Task objective: Copy every one of the records below verbatim, line for line, omitting the pictures from your output.

▼▼▼

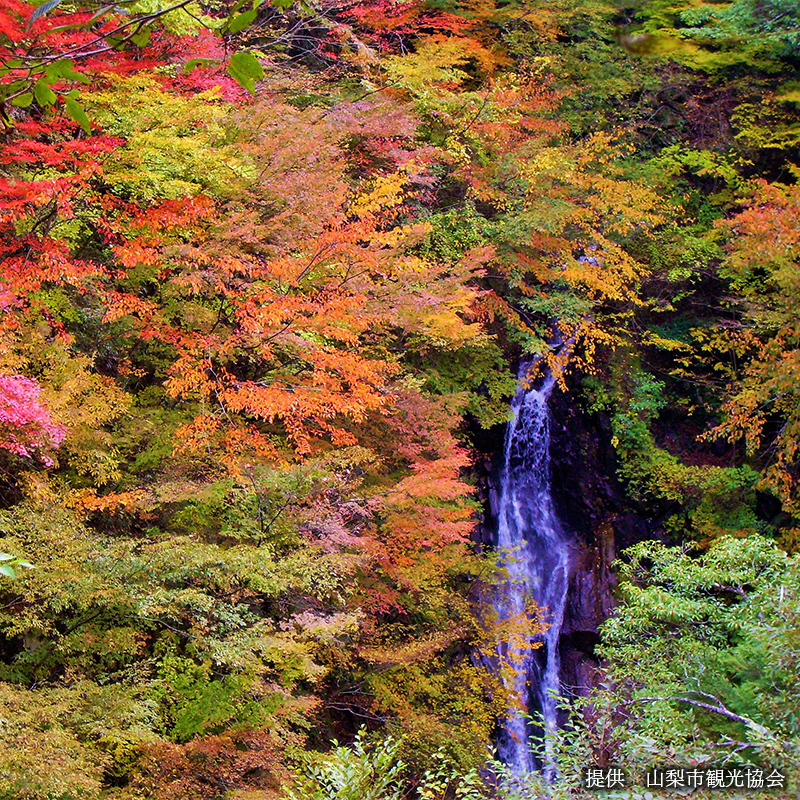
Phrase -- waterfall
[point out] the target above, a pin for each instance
(535, 554)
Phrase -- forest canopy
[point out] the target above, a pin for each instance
(267, 272)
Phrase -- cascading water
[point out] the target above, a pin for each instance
(535, 554)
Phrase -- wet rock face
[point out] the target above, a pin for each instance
(591, 505)
(590, 502)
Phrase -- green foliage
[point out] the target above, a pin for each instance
(707, 646)
(359, 772)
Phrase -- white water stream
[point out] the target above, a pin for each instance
(535, 553)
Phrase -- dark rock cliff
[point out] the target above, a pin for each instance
(590, 502)
(591, 505)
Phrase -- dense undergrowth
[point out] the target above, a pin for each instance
(259, 293)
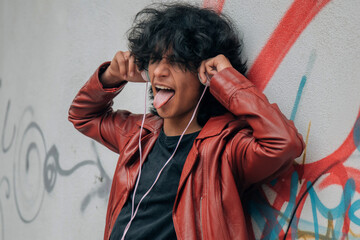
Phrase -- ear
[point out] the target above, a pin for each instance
(145, 75)
(207, 83)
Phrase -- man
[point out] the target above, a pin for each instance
(193, 173)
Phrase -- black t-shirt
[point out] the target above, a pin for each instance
(154, 217)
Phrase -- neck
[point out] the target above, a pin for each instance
(173, 127)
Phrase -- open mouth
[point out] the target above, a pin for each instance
(162, 96)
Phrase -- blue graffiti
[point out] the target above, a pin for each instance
(302, 84)
(272, 221)
(357, 134)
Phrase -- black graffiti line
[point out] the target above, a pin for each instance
(51, 169)
(4, 179)
(101, 191)
(29, 127)
(5, 149)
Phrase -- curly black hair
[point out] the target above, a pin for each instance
(186, 35)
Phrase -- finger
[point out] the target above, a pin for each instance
(201, 72)
(132, 66)
(210, 69)
(122, 65)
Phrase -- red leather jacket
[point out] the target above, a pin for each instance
(252, 143)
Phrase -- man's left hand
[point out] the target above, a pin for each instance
(212, 66)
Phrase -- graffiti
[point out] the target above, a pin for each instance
(273, 221)
(52, 168)
(30, 150)
(4, 180)
(281, 217)
(296, 19)
(357, 134)
(217, 5)
(6, 148)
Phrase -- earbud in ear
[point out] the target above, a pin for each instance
(207, 80)
(145, 75)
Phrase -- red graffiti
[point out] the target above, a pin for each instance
(296, 19)
(217, 5)
(325, 172)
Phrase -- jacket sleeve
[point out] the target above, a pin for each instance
(91, 112)
(270, 144)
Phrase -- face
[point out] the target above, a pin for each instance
(177, 90)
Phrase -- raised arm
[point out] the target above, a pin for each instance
(271, 143)
(91, 110)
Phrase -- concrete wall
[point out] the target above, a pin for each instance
(54, 182)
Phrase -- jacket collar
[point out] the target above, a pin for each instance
(215, 125)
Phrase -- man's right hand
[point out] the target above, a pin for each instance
(122, 68)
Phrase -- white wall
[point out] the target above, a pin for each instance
(54, 182)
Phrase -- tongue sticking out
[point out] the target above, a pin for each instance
(162, 97)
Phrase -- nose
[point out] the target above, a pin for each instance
(161, 69)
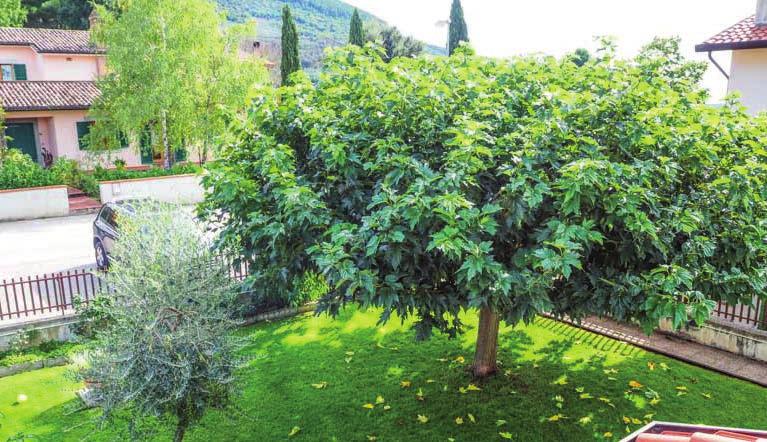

▲▲▲

Finished answer:
Phrase -- waterfall
[point out] the target above, a pin for each instance
(535, 554)
Phrase -- forest canopy
[point out] the target above, a pin for each instance
(267, 272)
Phrase -- cascading water
[point out] the target above, a pin for each instance
(535, 554)
Phrase -- wet rock face
[point out] the target above, a pin for each instance
(591, 505)
(590, 502)
Phrase -- green foliage
[point out] the target above, a pin for each instance
(707, 646)
(359, 772)
Phrase -- white water stream
[point out] the target above, a pin for each instance
(535, 553)
Phrase -- dark rock cliff
[point out] the target above, a pin for each instance
(590, 502)
(591, 505)
Phrase -- dense undergrowth
[point out] the target above, a pin for each instance
(259, 293)
Phrase -- ear
[point out] the target above, a pin for each instance
(145, 75)
(207, 83)
Phrase -- man
[point out] the target above, a pin for each instance
(193, 173)
Phrase -- black t-shirt
[point out] the target above, a pin for each instance
(154, 217)
Phrase -- neck
[point out] the target above, a pin for each instance
(173, 127)
Phrase -- open mouth
[point out] the target above, a pin for each instance
(162, 96)
Phrase -- blue graffiti
[point out] the target above, a pin for each instance
(302, 84)
(272, 221)
(357, 134)
Phrase -- black graffiti line
[point out] the target above, a pin for each instance
(51, 169)
(4, 179)
(101, 191)
(29, 127)
(5, 149)
Phrase -- curly black hair
[point out] the target above, a pin for each instance
(186, 35)
Phrase -- finger
[point out] the target above, a pin for each instance
(201, 72)
(132, 66)
(210, 69)
(122, 65)
Phrase -- red leather jacket
[point out] the target above, a pin for each instance
(252, 143)
Phrase -- man's left hand
[point out] the target above, a pin for each instance
(212, 66)
Phrase -- graffiti
[point out] the target above, a pin for each instance
(273, 221)
(52, 168)
(30, 150)
(4, 180)
(281, 217)
(296, 19)
(357, 134)
(217, 5)
(6, 148)
Phrase -- earbud in ear
[point out] the target above, a pin for each instance
(207, 80)
(145, 75)
Phrase -- red graffiti
[point out] the target above, a pin for each instance
(296, 19)
(217, 5)
(325, 172)
Phrase -- jacket sleeve
[point out] the target above, a pin for each instance
(91, 112)
(270, 144)
Phrase -- face
[point out] the target above, a pin for each instance
(177, 90)
Phrase -- raised arm
[point out] the target above, a pin for each instance
(271, 143)
(91, 110)
Phrase -- concrete wall
[point out] the target above, a pin for each instance
(54, 182)
Phrase -- jacket collar
[point out] the target above, a pin for each instance
(215, 125)
Phrase -- man's right hand
[point out] the target above, a pin for each instance
(122, 68)
Phrase -- white wall
[point out] the target above, a pin for each instance
(54, 182)
Phrase -- tongue sticking out
[point out] the target above, a pin for each instance
(162, 97)
Phrase -- nose
[point out] the target above, a pin for each instance
(161, 69)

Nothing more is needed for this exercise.